Selected passage:
We share infographics Figure 4, and Figure 5 developed with golfers, sports dermatologists, and The R&A and European Tour Medical Teams. Golf participants, golf workers (greenkeeping staff and caddies) and spectators are encouraged to follow the advice contained in these. Golf venues and the golf industry can provide education to golfers (including these infographics) and put in place practical measures enabling golfers to limit risks of UVR exposure.

Figure 4
Figure 4.Infographic of sun protective behaviours in golfers
Figure 5
Figure 5.Infographic on skin cancers in golfers

Sun protection interventions can be successful in golfing populations (Weikert et al., 2021). This may be assisted by the provision of sun-cream and sunscreen sticks around venues either free of charge or for purchase. Golfers can prioritise clothing and headwear that provides where possible face, neck and shoulder cover. Sun protective clothing can be made available for purchase.

Problem:
Extract the sun protection passage from "Sun protection interventions" up to and including "available for purchase.". The listing is unrelated to the sun protection passage.

Stored data:
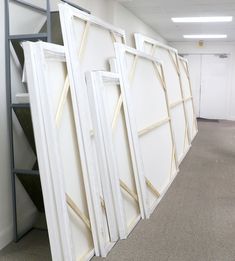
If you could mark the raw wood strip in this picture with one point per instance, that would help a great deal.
(153, 49)
(128, 190)
(169, 115)
(159, 76)
(174, 62)
(117, 111)
(152, 188)
(174, 104)
(172, 156)
(65, 90)
(62, 100)
(153, 126)
(77, 211)
(188, 98)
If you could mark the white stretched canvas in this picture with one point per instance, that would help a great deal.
(144, 90)
(75, 202)
(112, 119)
(188, 97)
(89, 44)
(169, 57)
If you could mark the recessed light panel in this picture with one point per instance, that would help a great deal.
(205, 36)
(212, 19)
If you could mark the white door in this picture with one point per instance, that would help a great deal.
(214, 87)
(209, 77)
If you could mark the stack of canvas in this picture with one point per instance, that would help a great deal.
(109, 144)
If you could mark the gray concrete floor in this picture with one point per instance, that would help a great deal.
(194, 221)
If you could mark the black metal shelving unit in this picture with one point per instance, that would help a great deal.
(12, 107)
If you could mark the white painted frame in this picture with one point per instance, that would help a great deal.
(77, 79)
(50, 158)
(140, 41)
(121, 50)
(193, 130)
(97, 83)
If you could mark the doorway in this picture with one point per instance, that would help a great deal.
(209, 76)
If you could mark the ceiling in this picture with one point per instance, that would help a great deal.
(158, 13)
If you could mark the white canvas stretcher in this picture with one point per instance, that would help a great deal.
(104, 96)
(75, 203)
(188, 97)
(89, 46)
(144, 90)
(169, 58)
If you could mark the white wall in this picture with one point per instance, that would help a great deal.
(27, 22)
(116, 14)
(213, 48)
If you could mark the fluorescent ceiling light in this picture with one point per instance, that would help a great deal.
(205, 36)
(211, 19)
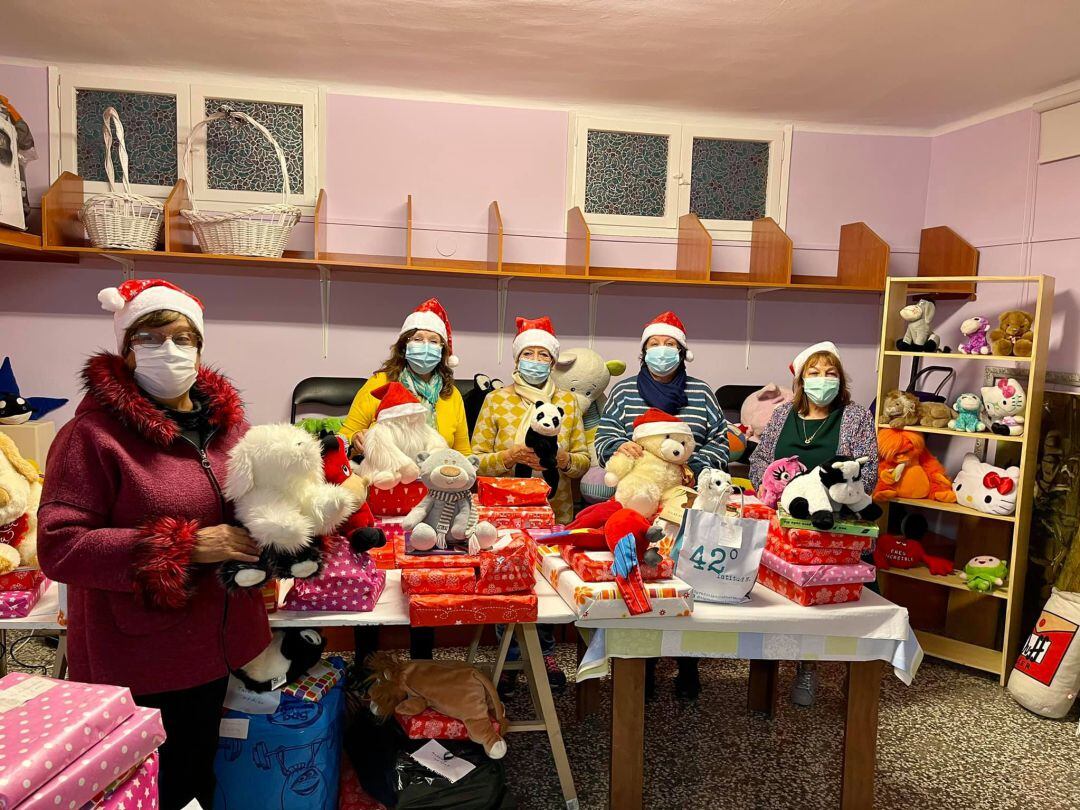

Solved problem:
Sun protection interventions can be successful in golfing populations (Weikert et al., 2021). This may be assisted by the provision of sun-cream and sunscreen sticks around venues either free of charge or for purchase. Golfers can prioritise clothing and headwear that provides where possible face, neck and shoulder cover. Sun protective clothing can be made available for purchase.